Your instructions
Reproduce, exactly, the lines of the material below from the line containing "box: [212, 102, 236, 149]" through the line containing "21L184 23L185 97L206", with both end lines included and nothing else.

----------

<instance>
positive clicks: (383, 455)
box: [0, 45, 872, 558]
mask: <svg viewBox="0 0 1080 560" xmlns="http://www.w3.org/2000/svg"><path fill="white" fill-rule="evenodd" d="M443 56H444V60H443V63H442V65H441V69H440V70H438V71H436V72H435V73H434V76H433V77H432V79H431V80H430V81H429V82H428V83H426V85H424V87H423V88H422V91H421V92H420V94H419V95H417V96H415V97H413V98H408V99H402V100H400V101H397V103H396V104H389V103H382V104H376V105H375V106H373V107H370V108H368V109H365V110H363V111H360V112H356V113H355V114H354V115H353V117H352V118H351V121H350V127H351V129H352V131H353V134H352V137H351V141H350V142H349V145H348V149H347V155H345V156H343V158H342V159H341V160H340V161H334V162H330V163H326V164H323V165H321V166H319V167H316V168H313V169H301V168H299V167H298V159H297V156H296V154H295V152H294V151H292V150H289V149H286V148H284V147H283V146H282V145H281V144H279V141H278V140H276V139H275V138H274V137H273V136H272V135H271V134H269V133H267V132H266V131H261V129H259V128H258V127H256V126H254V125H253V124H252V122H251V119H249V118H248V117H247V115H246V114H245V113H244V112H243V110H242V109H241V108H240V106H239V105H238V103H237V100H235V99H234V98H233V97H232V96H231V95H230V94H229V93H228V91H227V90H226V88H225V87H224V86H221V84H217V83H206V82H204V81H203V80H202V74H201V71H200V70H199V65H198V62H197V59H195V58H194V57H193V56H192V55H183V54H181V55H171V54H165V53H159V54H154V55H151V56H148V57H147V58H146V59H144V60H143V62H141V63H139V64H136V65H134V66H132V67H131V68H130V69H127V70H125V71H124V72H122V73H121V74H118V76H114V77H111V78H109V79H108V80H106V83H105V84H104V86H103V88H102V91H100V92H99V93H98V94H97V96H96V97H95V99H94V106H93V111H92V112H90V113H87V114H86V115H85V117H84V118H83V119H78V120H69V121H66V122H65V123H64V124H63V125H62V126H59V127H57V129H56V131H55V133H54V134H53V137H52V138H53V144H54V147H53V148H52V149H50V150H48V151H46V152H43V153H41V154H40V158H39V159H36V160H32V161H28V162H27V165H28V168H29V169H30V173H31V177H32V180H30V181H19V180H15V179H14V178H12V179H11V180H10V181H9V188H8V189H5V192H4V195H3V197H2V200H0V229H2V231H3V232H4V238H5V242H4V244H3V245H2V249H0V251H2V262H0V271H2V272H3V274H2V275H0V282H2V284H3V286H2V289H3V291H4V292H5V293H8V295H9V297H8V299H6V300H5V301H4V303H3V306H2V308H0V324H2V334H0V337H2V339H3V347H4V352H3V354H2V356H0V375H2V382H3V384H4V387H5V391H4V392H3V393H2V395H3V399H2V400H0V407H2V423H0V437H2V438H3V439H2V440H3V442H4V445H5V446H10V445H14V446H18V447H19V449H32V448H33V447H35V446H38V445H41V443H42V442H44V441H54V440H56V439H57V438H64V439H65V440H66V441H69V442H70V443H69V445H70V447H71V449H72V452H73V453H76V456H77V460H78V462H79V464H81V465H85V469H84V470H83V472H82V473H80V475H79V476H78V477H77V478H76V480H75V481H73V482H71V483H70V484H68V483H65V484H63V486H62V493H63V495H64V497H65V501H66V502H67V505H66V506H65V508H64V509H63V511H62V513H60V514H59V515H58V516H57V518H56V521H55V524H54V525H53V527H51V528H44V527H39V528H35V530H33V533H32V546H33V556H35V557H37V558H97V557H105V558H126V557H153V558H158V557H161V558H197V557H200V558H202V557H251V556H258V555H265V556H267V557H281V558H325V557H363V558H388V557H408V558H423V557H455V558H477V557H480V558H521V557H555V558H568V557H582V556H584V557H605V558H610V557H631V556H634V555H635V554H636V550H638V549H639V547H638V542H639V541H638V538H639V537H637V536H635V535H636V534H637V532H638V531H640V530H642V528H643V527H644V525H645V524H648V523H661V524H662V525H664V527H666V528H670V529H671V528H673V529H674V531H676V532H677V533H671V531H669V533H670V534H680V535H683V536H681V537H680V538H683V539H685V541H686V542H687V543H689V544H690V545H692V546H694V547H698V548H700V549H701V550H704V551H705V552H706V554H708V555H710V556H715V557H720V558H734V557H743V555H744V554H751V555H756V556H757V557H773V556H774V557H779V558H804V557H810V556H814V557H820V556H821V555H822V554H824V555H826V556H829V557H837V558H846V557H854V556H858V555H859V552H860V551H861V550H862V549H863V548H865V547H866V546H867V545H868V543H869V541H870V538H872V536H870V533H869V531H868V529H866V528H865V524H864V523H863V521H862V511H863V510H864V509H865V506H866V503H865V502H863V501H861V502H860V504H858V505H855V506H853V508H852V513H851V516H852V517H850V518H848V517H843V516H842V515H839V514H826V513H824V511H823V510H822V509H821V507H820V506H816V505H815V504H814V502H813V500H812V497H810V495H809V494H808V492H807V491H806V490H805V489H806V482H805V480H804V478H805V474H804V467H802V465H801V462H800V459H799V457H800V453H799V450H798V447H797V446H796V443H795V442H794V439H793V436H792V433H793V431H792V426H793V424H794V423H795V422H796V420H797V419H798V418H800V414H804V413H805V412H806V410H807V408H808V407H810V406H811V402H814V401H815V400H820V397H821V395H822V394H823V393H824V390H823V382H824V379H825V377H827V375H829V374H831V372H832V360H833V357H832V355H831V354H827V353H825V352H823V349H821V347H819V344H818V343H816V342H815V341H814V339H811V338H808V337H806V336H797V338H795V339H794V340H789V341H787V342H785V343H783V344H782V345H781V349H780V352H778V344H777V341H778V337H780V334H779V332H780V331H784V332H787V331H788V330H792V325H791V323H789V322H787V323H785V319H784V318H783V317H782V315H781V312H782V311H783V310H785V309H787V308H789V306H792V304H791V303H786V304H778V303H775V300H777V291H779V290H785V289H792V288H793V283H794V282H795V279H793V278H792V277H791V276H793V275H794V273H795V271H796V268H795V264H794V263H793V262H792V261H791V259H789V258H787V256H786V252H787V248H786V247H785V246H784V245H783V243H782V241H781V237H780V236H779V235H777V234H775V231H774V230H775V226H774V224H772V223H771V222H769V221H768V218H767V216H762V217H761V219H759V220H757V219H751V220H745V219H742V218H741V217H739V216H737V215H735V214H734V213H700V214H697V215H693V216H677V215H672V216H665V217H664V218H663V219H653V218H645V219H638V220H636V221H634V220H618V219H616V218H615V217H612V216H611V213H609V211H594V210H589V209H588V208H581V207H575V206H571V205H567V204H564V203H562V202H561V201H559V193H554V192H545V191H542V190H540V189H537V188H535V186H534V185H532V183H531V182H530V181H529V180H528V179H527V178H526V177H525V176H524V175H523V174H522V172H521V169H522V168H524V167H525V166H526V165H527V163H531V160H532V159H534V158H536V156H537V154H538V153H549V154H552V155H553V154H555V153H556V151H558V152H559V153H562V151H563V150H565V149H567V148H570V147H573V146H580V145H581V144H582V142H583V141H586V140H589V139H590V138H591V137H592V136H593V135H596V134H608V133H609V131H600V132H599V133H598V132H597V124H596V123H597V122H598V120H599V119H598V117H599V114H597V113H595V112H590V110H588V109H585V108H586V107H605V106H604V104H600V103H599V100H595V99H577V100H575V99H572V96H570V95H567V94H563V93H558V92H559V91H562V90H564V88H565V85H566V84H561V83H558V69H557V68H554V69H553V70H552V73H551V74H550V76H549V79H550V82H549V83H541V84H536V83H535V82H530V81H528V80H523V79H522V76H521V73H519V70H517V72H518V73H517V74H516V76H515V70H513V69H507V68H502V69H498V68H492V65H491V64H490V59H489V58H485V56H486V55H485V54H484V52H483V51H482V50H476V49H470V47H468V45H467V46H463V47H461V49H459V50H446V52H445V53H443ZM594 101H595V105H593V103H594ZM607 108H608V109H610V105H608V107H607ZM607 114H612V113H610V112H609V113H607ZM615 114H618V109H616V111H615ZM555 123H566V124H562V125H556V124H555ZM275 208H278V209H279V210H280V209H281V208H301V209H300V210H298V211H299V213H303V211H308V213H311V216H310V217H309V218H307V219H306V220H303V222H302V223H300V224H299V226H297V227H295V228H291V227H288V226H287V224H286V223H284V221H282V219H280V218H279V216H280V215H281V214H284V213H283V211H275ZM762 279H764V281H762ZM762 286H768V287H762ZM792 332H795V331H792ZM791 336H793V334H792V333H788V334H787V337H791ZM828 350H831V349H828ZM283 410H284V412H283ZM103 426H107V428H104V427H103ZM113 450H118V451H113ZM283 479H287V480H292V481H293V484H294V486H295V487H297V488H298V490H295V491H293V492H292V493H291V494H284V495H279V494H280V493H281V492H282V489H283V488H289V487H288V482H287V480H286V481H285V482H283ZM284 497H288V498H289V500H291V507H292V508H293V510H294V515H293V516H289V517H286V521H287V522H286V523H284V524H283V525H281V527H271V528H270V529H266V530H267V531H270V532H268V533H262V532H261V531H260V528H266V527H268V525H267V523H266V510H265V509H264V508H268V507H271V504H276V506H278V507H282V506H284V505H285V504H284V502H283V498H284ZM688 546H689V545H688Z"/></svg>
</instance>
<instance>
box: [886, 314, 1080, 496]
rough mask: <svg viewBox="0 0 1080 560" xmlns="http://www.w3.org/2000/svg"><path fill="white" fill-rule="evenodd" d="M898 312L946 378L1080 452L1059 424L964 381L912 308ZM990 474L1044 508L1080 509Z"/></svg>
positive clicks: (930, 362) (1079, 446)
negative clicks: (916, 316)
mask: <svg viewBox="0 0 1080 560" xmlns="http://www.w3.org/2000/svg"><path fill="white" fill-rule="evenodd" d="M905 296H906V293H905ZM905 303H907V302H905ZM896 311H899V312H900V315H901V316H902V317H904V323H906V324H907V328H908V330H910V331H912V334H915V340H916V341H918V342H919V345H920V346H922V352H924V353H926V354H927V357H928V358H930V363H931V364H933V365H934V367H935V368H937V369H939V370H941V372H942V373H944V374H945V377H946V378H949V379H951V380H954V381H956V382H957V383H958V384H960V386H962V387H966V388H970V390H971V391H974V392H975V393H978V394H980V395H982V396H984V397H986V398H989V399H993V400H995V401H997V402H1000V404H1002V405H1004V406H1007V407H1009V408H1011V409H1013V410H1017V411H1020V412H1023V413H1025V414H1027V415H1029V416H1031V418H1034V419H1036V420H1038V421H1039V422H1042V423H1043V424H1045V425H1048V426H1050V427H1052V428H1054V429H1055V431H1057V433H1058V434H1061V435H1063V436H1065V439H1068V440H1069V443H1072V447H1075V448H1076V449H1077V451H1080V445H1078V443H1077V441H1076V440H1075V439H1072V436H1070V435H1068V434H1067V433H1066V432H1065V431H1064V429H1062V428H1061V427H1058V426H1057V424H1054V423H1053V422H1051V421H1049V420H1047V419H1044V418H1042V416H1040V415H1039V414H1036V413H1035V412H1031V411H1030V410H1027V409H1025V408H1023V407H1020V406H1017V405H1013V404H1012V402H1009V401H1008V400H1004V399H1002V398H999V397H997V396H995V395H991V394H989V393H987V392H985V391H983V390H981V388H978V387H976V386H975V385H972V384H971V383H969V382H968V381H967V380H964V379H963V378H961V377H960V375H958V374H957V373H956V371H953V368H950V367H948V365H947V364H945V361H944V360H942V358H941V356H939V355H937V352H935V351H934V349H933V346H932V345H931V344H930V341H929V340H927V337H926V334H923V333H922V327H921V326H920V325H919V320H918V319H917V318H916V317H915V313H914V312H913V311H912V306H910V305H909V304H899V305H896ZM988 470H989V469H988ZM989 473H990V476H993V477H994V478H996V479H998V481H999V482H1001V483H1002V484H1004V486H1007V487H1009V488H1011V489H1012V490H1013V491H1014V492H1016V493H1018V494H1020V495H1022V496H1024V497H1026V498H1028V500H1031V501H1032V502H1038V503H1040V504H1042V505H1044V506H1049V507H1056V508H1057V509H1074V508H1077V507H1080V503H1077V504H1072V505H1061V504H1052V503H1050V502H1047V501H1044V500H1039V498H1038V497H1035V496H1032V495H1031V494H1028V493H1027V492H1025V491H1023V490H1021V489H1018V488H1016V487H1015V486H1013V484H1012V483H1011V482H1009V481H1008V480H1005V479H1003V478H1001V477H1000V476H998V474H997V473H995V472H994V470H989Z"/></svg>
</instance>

----------

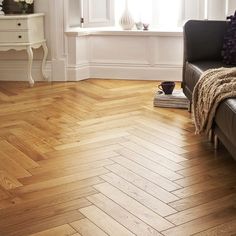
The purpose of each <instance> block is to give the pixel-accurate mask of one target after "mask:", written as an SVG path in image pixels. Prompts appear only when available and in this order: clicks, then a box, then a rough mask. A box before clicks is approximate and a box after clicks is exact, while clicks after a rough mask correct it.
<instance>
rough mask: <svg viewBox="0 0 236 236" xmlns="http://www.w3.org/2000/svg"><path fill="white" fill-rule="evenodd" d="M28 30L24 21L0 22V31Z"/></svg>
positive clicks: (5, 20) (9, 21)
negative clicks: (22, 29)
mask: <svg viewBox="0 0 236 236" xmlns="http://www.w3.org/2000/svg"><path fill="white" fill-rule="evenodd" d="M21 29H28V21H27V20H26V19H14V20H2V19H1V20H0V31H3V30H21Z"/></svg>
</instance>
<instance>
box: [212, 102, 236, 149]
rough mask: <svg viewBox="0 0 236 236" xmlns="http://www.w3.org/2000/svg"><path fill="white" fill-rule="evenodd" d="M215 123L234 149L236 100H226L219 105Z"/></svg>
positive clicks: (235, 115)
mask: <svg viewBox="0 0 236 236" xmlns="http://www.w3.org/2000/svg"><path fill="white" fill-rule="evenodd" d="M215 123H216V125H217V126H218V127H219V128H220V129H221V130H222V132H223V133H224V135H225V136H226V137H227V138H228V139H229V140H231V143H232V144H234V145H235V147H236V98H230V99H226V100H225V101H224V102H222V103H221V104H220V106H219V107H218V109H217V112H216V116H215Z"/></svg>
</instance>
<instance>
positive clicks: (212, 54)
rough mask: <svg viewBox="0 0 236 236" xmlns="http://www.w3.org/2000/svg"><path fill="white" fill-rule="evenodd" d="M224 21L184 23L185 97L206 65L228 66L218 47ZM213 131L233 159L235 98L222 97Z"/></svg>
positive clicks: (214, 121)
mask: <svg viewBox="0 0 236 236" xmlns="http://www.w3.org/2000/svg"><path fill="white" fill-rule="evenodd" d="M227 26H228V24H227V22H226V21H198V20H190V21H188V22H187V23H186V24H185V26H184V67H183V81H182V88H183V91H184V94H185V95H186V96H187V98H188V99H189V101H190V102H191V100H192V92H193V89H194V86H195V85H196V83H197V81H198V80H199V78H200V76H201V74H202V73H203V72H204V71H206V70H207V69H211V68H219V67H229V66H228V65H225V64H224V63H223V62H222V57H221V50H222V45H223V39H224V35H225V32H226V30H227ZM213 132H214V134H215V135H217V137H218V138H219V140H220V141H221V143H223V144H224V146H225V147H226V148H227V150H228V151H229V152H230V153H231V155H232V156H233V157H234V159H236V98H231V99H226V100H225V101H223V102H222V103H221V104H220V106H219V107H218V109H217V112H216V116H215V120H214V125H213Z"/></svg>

----------

Output for this exercise
box: [212, 102, 236, 149]
rough mask: <svg viewBox="0 0 236 236" xmlns="http://www.w3.org/2000/svg"><path fill="white" fill-rule="evenodd" d="M215 123L234 149L236 100H226L219 105Z"/></svg>
positive clicks: (235, 115)
mask: <svg viewBox="0 0 236 236" xmlns="http://www.w3.org/2000/svg"><path fill="white" fill-rule="evenodd" d="M215 123H216V125H217V126H218V127H219V128H220V129H221V130H222V132H223V133H224V135H225V136H226V137H227V138H228V139H229V140H231V143H232V144H234V145H235V147H236V98H230V99H226V100H225V101H224V102H222V103H221V104H220V106H219V107H218V109H217V112H216V116H215Z"/></svg>
</instance>
<instance>
positive clicks: (212, 54)
rough mask: <svg viewBox="0 0 236 236" xmlns="http://www.w3.org/2000/svg"><path fill="white" fill-rule="evenodd" d="M224 21L184 23L185 97L206 65L228 66L218 47ZM213 131L233 159L235 98L222 97Z"/></svg>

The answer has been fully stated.